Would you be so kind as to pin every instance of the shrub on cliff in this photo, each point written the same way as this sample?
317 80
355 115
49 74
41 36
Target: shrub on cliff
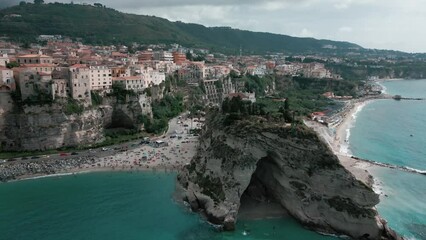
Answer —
73 107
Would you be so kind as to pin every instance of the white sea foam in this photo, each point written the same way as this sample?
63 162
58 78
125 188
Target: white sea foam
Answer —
344 147
384 89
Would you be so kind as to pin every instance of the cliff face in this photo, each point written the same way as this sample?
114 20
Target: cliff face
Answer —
257 157
28 128
47 127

^^^^^^^^

* Work task
Set every record down exactly, omitting pictures.

* Solution to this exercise
Would you be so kind as to pin every instance of the shrub on cliff in this photo, each point written the same way as this sample?
317 80
355 115
49 74
41 36
Target: shrub on cliff
Answer —
73 107
Would you be so kind as to pin every instance of the white sea foam in this photo, each point written the same way as this sample?
63 162
58 78
125 188
Target: white sea foam
Answer —
344 147
384 89
Would you be so kind as to pin every instance of the cliff face in this photo, each point written the same way as this sample?
114 20
Target: cliff face
Answer —
257 157
28 128
47 127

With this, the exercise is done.